▶ _ANWEISUNG 1_
Übersetze den folgenden Satz aus dem Textauszug unten ins Englische: „Die letzten Jahre waren verheerend für den Berliner Bestand an Straßenbäumen.“

▶ _TEXTAUSZUG_
┄┄┄┄┄┄┄┄┄┄┄┄┄┄┄┄┄┄┄┄

Über 1000 Bäume weniger pro Jahr

Umweltschützer fordern mehr Maßnahmen zum Erhalt des Berliner Baumbestands

  • Tim Zülch
  • Lesedauer: 3 Min.

Die letzten Jahre waren verheerend für den Berliner Bestand an Straßenbäumen. So lautet das Fazit des Berliner Baumreports des Bundes für Umwelt und Naturschutz (BUND) 2012-2019, der am Dienstag veröffentlicht wurde. Demnach hat sich der Bestand in diesem Zeitraum von rund 440 000 auf rund 431 100 Bäume verringert. Das sei ein Verlust von durchschnittlich 1108 Bäumen pro Jahr. »Eigentlich wären mindestens 500 000 Bäume nötig«, sagt Christian Hönig, der Baumreferent des BUND. Er befragt jedes Jahr die Bezirksämter nach der Entwicklung des Baumbestandes und erstellt daraus eine Statistik, in der er Baumfällungen und Neupflanzungen gegenüber stellt.

Die Ursachen für den Baumverlust sind vielfältig, erläutert Hönig. Zum einen sorgen Stürme in unregelmäßigen Abständen für einen großen Schwund an Bäumen. So habe der verheerende Sturm Xavier im Jahr 2017 exakt 7883 Straßenbäume in Berlin zerstört. Ein kontinuierliches Problem hingegen sei die Veränderung des Klimas in den letzten Jahren, welche 2018 und 2019 für wochenlange Trockenheit gesorgt habe. Beide Jahre gingen mit jeweils über 6000 gefällten Bäumen in die Statistik ein. Zudem habe es in den letzten Jahren eine »verheerende Zunahme« von geschädigten Bäumen gegeben, erklärt der Baumexperte. Die jeweilige Hauptursache lasse sich nur schwer ermitteln. »Die meisten Bäume haben Komplexschäden«, so Hönig.

┄┄┄┄┄┄┄┄┄┄┄┄┄┄┄┄┄┄┄┄

▶ _AUSGANGSDATEN_
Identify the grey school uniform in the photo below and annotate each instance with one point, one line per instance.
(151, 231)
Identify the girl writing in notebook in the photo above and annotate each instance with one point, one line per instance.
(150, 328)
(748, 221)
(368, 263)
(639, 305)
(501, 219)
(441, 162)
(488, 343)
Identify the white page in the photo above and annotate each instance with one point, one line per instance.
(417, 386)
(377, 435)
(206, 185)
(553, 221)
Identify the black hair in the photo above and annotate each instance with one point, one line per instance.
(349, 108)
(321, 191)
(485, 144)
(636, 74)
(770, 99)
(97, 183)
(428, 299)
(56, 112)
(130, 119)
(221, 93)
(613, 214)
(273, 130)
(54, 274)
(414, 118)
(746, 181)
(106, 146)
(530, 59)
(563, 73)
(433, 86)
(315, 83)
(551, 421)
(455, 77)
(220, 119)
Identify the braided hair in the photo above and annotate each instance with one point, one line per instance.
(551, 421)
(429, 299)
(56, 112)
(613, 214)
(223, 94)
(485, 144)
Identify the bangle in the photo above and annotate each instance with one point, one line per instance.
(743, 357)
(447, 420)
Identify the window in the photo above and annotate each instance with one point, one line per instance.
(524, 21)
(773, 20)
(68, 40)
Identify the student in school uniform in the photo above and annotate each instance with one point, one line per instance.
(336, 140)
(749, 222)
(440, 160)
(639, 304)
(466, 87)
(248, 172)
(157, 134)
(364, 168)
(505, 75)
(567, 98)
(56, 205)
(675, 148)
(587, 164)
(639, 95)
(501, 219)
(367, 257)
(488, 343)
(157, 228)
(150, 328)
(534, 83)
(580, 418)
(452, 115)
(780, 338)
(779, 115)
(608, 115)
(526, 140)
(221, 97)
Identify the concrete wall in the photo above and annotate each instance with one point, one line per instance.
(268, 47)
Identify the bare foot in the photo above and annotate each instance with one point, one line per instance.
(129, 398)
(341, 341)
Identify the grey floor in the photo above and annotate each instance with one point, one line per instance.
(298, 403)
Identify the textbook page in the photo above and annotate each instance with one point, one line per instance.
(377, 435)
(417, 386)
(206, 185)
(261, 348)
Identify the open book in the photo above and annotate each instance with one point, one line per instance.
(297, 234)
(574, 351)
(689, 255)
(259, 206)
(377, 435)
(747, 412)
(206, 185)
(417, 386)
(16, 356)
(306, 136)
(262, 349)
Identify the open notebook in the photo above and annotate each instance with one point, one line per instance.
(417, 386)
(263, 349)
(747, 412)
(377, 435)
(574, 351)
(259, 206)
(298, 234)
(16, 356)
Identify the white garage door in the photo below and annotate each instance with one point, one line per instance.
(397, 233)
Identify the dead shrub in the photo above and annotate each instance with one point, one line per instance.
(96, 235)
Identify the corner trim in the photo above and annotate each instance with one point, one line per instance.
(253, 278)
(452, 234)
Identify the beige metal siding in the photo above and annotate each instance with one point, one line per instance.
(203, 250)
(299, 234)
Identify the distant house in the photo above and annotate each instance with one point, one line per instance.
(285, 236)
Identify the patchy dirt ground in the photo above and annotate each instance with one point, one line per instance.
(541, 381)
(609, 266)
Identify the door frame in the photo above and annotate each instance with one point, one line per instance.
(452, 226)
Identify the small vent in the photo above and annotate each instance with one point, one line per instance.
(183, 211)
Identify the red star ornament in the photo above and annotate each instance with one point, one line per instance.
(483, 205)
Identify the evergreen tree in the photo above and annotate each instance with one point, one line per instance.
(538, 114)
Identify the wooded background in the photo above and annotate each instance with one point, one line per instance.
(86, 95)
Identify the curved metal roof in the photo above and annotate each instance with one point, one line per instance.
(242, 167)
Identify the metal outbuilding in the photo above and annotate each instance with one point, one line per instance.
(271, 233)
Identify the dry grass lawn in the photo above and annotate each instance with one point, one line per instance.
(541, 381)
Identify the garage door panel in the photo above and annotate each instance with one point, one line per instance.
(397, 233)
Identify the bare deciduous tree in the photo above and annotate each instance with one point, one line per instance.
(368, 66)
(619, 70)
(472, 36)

┄┄┄┄┄┄┄┄┄┄┄┄┄┄┄┄┄┄┄┄

▶ _ANWEISUNG 2_
Ziehe aus den Einträgen oben jede Zeile heraus, in der das Wort „below“ vorkommt.

▶ _LÖSUNG 1_
The last few years have been devastating for Berlin's stock of street trees.

▶ _LÖSUNG 2_
Identify the grey school uniform in the photo below and annotate each instance with one point, one line per instance.
Identify the white garage door in the photo below and annotate each instance with one point, one line per instance.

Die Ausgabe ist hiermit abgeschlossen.